Resume the CS775 seminar page after its final sentence, in the same style.

───── TEXT PASSAGE ─────

This semester's CS775 (two credits, S/U only) will consist of work-in-progress presentations (recent work counts too!) by the participants.
Previous runnings:
F98, S00, S01
(as Statistical Natural Language Processing: Models and Methods)
See also the
Cornell NLP page.
Schedule (quick links: Holland-Minkley; Rooth; Pang; Lapata; Andrews; Breck; Wagstaff; Blitzer; Moody; Barzilay; Pucella):
Abstract: I will be talking about a corpus-based methodology for building a natural language generation system of proof texts, and its extensibility to new proof techniques. Our approach connects a formal proof with its natural language version via an intermediate representation that capitalizes on the high level structure of the formal proof. The intermediate representation is based on observations of regularities in a corpus collected by a study asking subjects to write English texts for formal proofs. We evaluate the generality and extensibility of our methodology to new domains of mathematics, using the results of a second study which employed a different formal proof format from that used in collecting our initial corpus, and drew the formal proofs from a different, more complex domain. By examining the new, larger corpus we observe that the methodology derived from the first corpus remains applicable to the second corpus.

───── RAW DATA ─────

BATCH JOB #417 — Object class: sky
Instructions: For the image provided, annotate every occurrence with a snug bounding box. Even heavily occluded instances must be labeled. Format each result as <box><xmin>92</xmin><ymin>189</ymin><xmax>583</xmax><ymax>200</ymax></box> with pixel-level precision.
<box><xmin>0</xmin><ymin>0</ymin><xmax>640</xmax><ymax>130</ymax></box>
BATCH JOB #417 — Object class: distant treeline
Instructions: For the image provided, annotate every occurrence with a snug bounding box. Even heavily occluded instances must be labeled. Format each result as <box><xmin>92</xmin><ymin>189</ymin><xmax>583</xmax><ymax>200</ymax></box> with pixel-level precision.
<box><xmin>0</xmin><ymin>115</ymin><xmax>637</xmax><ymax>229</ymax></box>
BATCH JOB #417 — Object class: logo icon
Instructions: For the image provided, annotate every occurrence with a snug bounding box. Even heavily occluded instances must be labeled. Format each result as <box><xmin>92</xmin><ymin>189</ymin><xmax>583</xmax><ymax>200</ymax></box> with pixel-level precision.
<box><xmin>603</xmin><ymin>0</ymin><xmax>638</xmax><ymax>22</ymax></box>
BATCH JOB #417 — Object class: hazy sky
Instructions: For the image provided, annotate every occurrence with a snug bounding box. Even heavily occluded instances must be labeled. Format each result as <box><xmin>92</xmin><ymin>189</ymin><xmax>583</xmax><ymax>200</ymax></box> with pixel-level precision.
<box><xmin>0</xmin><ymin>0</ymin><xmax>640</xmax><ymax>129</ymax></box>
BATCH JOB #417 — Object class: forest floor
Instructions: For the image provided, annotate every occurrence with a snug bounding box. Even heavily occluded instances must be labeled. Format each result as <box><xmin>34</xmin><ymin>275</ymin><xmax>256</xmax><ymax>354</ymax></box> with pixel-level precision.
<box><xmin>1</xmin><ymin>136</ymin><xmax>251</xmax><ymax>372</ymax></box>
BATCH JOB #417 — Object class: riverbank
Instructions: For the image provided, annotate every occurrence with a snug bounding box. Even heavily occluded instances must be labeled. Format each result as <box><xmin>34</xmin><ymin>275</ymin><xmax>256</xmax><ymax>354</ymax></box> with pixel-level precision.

─────

### RESPONSE BELOW
Abstract: In a headed tree, each terminal word can be uniquely labeled with a governing word and grammatical relation. This labeling is a summary of a syntactic analysis which eliminates detail, reflects aspects of semantics, and for some grammatical relations (such as subject of finite verb) is nearly uncontroversial. We define a notion of expected governor markup, which sums vectors indexed by governors and scaled by probabilistic tree weights. The quantity is computed in a parse forest representation of the set of tree analyses for a given sentence, using vector sums and scaling by inside probability and flow.
Today's presentation includes a generalization of the algorithm which works for any function of a certain linear form on the rules and symbols of a non-recursive stochastic context free grammar.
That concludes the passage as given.